Referring expression pointing data:
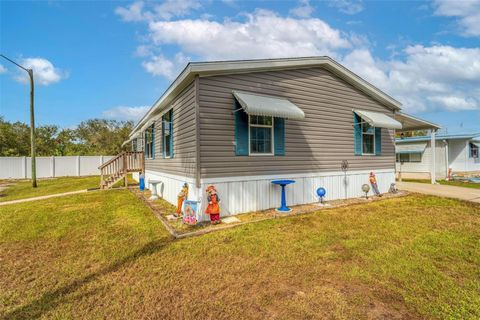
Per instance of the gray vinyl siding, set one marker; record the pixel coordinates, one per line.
(318, 143)
(184, 143)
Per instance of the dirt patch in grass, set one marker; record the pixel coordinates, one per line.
(463, 184)
(104, 255)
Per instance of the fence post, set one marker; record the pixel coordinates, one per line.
(52, 166)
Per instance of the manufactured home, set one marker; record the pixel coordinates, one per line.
(456, 152)
(241, 124)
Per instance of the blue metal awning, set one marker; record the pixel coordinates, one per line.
(263, 105)
(410, 148)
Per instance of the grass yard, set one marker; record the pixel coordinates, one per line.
(22, 189)
(448, 183)
(104, 255)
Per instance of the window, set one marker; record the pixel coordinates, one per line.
(134, 145)
(167, 127)
(261, 134)
(474, 153)
(149, 141)
(409, 157)
(368, 138)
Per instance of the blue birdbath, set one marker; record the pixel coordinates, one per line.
(283, 183)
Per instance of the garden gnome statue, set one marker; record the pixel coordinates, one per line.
(373, 182)
(213, 208)
(181, 197)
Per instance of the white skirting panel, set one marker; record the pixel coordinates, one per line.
(254, 193)
(245, 194)
(171, 185)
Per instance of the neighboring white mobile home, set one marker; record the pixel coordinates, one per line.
(458, 152)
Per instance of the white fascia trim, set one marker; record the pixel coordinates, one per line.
(241, 66)
(171, 176)
(292, 176)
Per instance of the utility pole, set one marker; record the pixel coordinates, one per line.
(32, 121)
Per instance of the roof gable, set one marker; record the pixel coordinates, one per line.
(194, 69)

:: Your task ::
Quote all the records verbatim, dropping any pictures from your copy.

:: Result of this exercise ::
Per instance of the gray vinyl siding, set one marker; record the pixel coordinates, one per line.
(318, 143)
(184, 143)
Per instance of the dirt patch in grass, set one marker; record the pixel coordinates, one per line.
(463, 184)
(104, 255)
Per instance of the fence post, set one marker; record the pixel coordinates, one per line.
(52, 166)
Per instance of the manufactured home, set one marker; record the pixel coordinates, one per line.
(456, 152)
(241, 124)
Per instance of the blue metal awning, set one marker; record the pixel coordinates, one per line.
(263, 105)
(410, 148)
Per instance of the grass yard, set one marker; record the pixel coordinates, one per line.
(22, 189)
(448, 183)
(104, 255)
Per instance of the window, set one marker; record the pixel coordinates, one per line.
(134, 145)
(167, 127)
(261, 134)
(474, 153)
(149, 141)
(409, 157)
(368, 138)
Per instance of the blue birdbath, set one marker; record the pixel coordinates, one per line.
(283, 183)
Per instance of the garden gnome statue, set one marker; record the pixel coordinates, one per line.
(373, 182)
(213, 208)
(181, 197)
Per instance of the white skirting panel, set one marker; record the pixel coordinates, one per line.
(254, 193)
(245, 194)
(171, 185)
Per instance of the neighboring white mobile home, set one marker; record the pixel coordinates, one per line.
(458, 152)
Per instance of the white fascia trim, set one marker; record the pixel coordinates, one per line.
(241, 66)
(171, 176)
(292, 176)
Per instance of the utility pole, set one marker; record the pixel coordinates, one per line.
(32, 121)
Per instance of the roof gable, set one marker; record the pixel coordinates, one per line.
(194, 69)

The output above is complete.